== WORK TO BE COMPLETED ==
Write everything from the line containing "of the green" down to the end of the rows as a JSON list of strings, one string per line, skipping blank lines. Leave the pictures out.
* Start SUPPLIED ENTRIES *
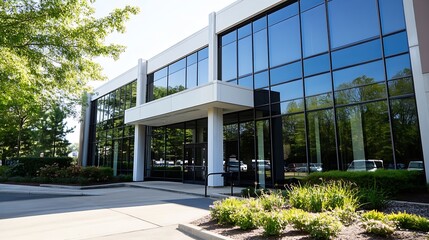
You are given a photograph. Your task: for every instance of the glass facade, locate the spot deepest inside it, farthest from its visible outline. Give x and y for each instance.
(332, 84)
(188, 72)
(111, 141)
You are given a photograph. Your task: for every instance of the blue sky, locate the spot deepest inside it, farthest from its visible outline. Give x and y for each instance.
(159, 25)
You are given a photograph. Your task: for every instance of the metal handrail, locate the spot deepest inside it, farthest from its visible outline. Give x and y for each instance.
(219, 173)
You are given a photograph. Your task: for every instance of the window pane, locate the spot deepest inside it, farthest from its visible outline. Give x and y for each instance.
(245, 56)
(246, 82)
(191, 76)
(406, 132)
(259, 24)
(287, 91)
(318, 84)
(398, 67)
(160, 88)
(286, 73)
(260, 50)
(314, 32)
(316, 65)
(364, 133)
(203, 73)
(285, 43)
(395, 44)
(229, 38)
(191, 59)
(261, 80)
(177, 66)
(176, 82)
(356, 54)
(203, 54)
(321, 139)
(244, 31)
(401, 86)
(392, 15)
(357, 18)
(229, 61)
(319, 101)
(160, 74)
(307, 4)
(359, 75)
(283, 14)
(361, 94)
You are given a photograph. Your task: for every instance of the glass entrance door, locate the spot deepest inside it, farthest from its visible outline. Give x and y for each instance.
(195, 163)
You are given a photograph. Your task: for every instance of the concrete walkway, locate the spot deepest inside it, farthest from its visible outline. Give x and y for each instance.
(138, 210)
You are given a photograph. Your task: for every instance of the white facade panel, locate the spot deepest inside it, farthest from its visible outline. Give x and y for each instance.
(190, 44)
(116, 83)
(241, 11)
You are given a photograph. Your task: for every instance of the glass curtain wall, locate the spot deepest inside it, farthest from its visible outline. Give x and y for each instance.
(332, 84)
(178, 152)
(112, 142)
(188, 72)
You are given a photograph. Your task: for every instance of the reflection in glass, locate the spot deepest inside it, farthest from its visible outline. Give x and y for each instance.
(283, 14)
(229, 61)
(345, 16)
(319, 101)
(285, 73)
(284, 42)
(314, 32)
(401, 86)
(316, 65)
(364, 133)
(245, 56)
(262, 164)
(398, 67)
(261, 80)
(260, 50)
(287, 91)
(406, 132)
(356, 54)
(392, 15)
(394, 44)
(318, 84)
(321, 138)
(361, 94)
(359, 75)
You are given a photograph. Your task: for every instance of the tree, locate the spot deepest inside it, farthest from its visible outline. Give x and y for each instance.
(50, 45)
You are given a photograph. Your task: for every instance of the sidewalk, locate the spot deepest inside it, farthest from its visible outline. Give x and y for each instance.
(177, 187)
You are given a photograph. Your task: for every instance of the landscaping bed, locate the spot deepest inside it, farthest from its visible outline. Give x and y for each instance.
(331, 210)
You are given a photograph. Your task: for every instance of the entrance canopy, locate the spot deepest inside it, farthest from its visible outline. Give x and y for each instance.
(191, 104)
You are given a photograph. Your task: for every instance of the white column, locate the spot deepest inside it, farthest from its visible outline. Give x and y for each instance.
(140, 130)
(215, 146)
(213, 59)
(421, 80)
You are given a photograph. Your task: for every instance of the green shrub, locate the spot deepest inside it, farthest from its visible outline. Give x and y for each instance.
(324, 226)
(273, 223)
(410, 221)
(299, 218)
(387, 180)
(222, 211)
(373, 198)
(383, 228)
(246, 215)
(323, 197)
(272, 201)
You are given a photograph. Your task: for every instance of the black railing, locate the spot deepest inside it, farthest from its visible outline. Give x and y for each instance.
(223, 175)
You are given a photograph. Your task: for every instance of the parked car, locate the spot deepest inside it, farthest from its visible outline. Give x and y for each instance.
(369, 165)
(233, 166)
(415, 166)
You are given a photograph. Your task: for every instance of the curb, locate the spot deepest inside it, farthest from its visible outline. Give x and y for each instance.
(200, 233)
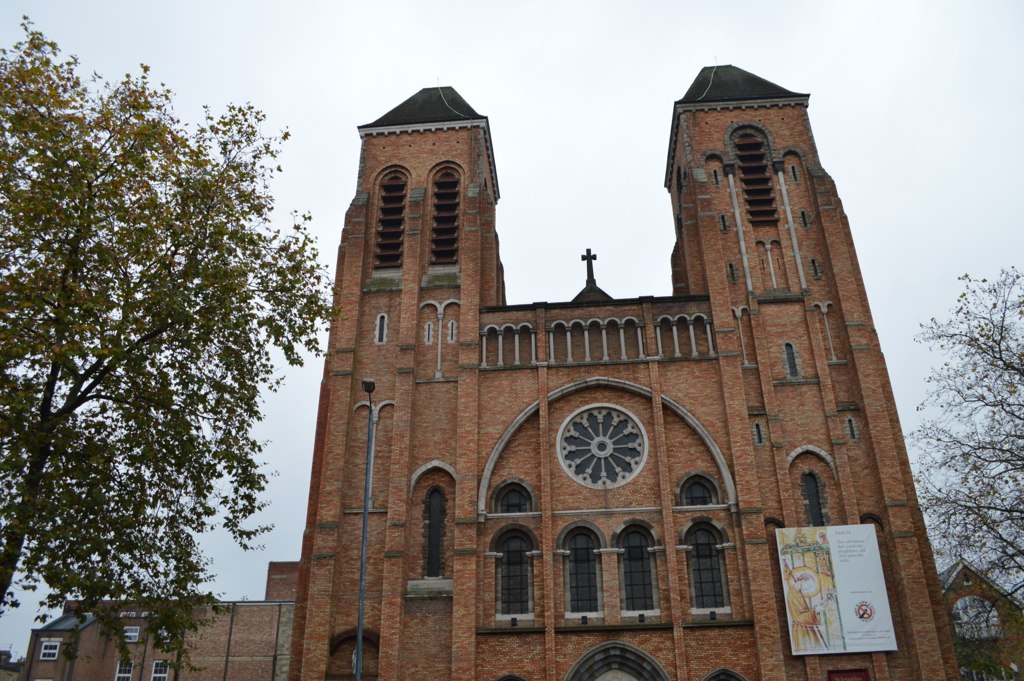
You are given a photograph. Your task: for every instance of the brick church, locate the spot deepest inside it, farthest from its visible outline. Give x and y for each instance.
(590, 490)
* End SUPPLIED ENTRIES *
== FINISHED TASK ==
[
  "You are given a photograph. Your task: for every instance of the green shrub, locate the spot deepest inside it, farthest from its visible outline. Give x and y for each instance.",
  "(324, 226)",
  "(273, 223)",
  "(410, 221)",
  "(299, 218)",
  "(387, 180)",
  "(222, 211)",
  "(373, 198)",
  "(383, 228)",
  "(246, 215)",
  "(323, 197)",
  "(272, 201)",
  "You are given a photograph. Your task: for every instance of the black railing, locate the spot deepest inside it, farthest from its visible outline. Give x and y for each instance.",
  "(223, 175)",
  "You are given a photograph. Your task: for every instance of the parked car, locate the spot deepest inside it, farthest from its visible outline. Give x and y for each instance.",
  "(369, 165)",
  "(233, 166)",
  "(415, 166)",
  "You are given a photograph. Your task: for every instance of the curb, locate the spot deepest inside it, farthest from its visible outline. Give x and y for each instance.",
  "(200, 233)",
  "You are given a photograph. Your task: for every instance of the brick church, locate the spot deepest inside it, farthest from its visible outline. Give x and y for each instance.",
  "(590, 490)"
]